- LIST OF TASKS
• 1. Answer these questions using the article on acupuncture.
(a) Near which town does Anna Ryan live?
(b) Besides being an acupuncturist, what qualification does Sylvia Nagle hold?
(c) Which body maintains the register of acupuncturists in Ireland?
• 2. Copy out the stretch of the acupuncture article from "Ancient Chinese medicine practice" through "to the toilet.", putting "specialist" in place of "consultant".

‘Long car journeys were a nightmare but acupuncture has given me new freedom’

Ancient Chinese medicine practice used to relieve symptoms of a range of conditions

Anna Ryan was nearly confined to her home before she was able to benefit from acupuncture treatment for her condition. Photo: James Connolly

Eilish O'Regan

Anna Ryan was virtually confined to her home due to severe incontinence when she went to see her consultant last October.

Any significant journey from her home near Enniscrone, Co Sligo, meant frequent stops due to having to go to the toilet.

However, her life changed markedly since that doctor’s visit after being referred for acupuncture.

She is among many who have turned to the treatment derived from ancient Chinese medicine, where fine needles are inserted at certain sites in the body for therapeutic or preventative purposes.

“I started going twice a week and then weekly. Within five to six weeks, I saw a significant improvement,” said Ms Ryan. She was speaking of the benefits of the treatment to mark Acupuncture Awareness Week.

She is attending Sylvia Nagle in Castlebar, Co Mayo – an acupuncturist who is also a qualified physiotherapist.

She described how going on a motorway had been a “nightmare” because of the lack of stop-off toilet facilities. However, Ms Ryan has won back much of her freedom since she progressed with acupuncture and she has driven to Galway without a problem.

Ms Nagle, who has a particular interest in treating people who have overactive bladders and urgency, described how the acupuncture needles are placed on the body at acupuncture points.

The needles used are very fine, single-use, pre-sterilised needles that are disposed of immediately after use.

It is thought to involve the release of the body’s innate ‘happy’ chemicals – endorphins

Acupuncture is used to mainly relieve discomfort associated with a variety of conditions associated with pain. It is already used in NHS GP surgeries, as well as in pain clinics and hospices across the UK.

It is not exactly clear how it eases pain but it is thought to involve the release of the body’s innate ‘happy’ chemicals – endorphins – plus increases in blood flow to local skin and muscle.

The NHS has said it is likely that these naturally released substances are responsible for the beneficial effects experienced with acupuncture.

Ms Nagle said she would like the HSE to follow the lead of the NHS and provide it as a treatment for suitable patients in the public system here.

"I would like to gather all the evidence around acupuncture,” she said. “It is already covered by the main private health insurance companies operating here.”

The Acupuncture Council of Ireland is responsible for the regulation and maintenance of the register of acupuncturists in this country.

Only suitably qualified and insured acupuncturists can become members and they are bound by a code of ethics and practice which aims to offer the patients confidence in seeking treatment.

- DATASET EXCERPTS

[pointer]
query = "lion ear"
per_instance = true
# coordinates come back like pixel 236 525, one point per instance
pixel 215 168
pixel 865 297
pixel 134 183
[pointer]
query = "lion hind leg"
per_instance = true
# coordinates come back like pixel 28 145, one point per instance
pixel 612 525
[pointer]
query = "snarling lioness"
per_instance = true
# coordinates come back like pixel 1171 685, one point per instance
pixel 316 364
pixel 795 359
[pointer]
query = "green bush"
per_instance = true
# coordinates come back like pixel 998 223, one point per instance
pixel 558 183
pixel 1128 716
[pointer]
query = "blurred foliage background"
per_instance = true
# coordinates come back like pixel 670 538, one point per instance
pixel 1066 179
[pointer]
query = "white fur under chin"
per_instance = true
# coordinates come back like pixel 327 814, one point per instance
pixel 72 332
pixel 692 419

==

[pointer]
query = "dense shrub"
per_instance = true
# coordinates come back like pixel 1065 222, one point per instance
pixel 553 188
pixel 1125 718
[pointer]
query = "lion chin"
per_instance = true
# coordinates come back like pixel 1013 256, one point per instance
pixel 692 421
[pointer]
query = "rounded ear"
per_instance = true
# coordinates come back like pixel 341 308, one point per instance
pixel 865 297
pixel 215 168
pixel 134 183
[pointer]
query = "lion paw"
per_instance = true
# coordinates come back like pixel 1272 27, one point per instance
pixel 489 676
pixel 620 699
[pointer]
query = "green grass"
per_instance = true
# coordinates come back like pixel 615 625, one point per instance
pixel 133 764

- ANSWERS BY ITEM
• 1.
(a) Enniscrone, Co Sligo
(b) She is a qualified physiotherapist.
(c) The Acupuncture Council of Ireland

• 2.
Ancient Chinese medicine practice used to relieve symptoms of a range of conditions

Anna Ryan was nearly confined to her home before she was able to benefit from acupuncture treatment for her condition. Photo: James Connolly

Eilish O'Regan

Anna Ryan was virtually confined to her home due to severe incontinence when she went to see her specialist last October.

Any significant journey from her home near Enniscrone, Co Sligo, meant frequent stops due to having to go to the toilet.